**Work request:** In the records below, find the line that contains "327 162 L 321", then transcribe it and every later line exactly, stopping at the final line.

(Stored items)
▼
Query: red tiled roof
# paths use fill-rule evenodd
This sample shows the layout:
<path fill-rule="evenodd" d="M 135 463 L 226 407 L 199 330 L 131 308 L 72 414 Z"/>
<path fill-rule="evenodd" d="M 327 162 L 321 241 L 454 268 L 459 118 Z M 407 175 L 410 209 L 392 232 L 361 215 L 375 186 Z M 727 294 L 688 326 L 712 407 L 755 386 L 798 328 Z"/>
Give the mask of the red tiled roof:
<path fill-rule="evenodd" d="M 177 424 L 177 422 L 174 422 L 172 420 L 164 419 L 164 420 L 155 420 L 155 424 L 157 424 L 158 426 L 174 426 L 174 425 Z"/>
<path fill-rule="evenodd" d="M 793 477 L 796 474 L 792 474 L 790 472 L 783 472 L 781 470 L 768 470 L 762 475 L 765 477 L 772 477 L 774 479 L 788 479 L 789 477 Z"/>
▲
**Written solution:**
<path fill-rule="evenodd" d="M 327 162 L 321 241 L 454 268 L 459 118 Z M 407 175 L 410 209 L 392 232 L 361 215 L 375 186 Z M 727 294 L 688 326 L 712 407 L 755 386 L 798 328 Z"/>
Give the mask of the red tiled roof:
<path fill-rule="evenodd" d="M 177 424 L 177 422 L 174 422 L 172 420 L 164 419 L 164 420 L 155 420 L 155 424 L 157 424 L 158 426 L 174 426 L 174 425 Z"/>
<path fill-rule="evenodd" d="M 793 477 L 796 474 L 792 474 L 790 472 L 783 472 L 781 470 L 768 470 L 762 475 L 765 477 L 772 477 L 774 479 L 788 479 L 789 477 Z"/>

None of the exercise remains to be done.